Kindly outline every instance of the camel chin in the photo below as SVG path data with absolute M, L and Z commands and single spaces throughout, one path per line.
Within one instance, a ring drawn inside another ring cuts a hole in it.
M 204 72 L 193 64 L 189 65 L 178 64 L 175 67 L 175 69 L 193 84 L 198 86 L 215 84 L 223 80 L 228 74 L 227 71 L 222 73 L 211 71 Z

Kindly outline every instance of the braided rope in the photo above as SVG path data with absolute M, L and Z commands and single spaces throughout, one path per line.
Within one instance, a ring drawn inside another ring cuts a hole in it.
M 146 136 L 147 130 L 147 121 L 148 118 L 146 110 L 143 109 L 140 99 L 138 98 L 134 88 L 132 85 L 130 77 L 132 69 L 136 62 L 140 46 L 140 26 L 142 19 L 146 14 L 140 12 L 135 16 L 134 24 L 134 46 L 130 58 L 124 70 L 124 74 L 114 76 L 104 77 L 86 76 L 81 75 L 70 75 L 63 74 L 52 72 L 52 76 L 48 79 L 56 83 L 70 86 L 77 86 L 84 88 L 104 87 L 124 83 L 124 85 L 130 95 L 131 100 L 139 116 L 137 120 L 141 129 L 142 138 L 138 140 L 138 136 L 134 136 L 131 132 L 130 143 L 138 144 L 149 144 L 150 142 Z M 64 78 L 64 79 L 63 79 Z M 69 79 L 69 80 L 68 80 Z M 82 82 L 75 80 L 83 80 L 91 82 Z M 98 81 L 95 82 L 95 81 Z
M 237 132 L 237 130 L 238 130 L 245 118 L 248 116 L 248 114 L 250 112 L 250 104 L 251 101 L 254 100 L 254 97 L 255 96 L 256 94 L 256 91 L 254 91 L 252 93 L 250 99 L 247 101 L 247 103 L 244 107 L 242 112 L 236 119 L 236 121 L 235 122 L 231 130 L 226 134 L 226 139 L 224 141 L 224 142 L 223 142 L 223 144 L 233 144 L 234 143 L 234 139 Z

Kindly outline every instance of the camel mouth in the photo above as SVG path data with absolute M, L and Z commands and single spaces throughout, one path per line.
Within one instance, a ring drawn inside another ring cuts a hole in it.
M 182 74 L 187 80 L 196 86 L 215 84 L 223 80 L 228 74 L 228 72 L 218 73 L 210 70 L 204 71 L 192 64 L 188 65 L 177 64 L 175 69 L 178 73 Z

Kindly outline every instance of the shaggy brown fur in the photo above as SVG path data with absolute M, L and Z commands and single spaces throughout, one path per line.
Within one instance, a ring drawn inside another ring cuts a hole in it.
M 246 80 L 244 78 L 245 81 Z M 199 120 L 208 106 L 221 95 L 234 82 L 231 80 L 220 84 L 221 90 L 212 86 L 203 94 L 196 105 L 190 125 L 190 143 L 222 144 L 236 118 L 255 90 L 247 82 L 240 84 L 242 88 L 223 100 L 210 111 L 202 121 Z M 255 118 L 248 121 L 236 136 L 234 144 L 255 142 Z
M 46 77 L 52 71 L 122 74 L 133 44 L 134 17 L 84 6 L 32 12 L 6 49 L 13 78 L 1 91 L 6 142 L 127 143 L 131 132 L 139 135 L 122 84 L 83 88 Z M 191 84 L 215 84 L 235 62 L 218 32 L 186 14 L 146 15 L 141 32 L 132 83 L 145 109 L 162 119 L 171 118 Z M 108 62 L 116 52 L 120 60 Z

> Directions:
Starting at the line that contains "Kindly outline every instance of the camel mouth" and ending at the last line of the records, rewrite those lines, requests included, with every coordinate in the answers multiplied by 0.7 and rounded to the nearest whole number, halves rounded up. Leave the requests unchanged.

> Answer:
Kindly outline every instance of the camel mouth in the photo above as SVG path data with absolute M, L and Z commands and single spaces throughout, one path per line.
Within one instance, a ring drawn inside another ring cuts a hole in it.
M 127 52 L 131 56 L 137 60 L 151 59 L 156 56 L 160 52 L 160 50 L 153 51 L 147 49 L 143 50 L 134 45 L 132 46 L 124 45 L 123 48 L 125 51 Z

Kindly outline every instance of the shaggy brown fur in the photo above as SVG path data with absolute M, L and Z commands and single spaces throughout, one path per line.
Within one instance, a ring drawn inside another ring cuts a hole in it.
M 172 56 L 171 55 L 172 57 Z M 139 84 L 146 74 L 155 67 L 164 57 L 162 56 L 154 59 L 155 63 L 148 60 L 142 66 L 137 74 L 133 88 L 133 100 L 155 101 L 165 83 L 179 63 L 173 57 L 168 59 L 169 62 L 156 70 L 147 78 L 141 85 Z M 179 83 L 174 85 L 165 95 L 164 101 L 179 99 Z
M 32 54 L 36 50 L 85 52 L 93 31 L 94 12 L 59 4 L 22 8 L 4 34 L 9 55 L 1 64 L 4 99 L 89 100 L 92 92 L 97 95 L 85 59 L 58 62 Z M 134 59 L 151 59 L 165 43 L 153 22 L 130 10 L 102 11 L 99 22 L 92 58 L 102 76 L 113 83 L 120 83 Z M 76 43 L 81 36 L 84 42 Z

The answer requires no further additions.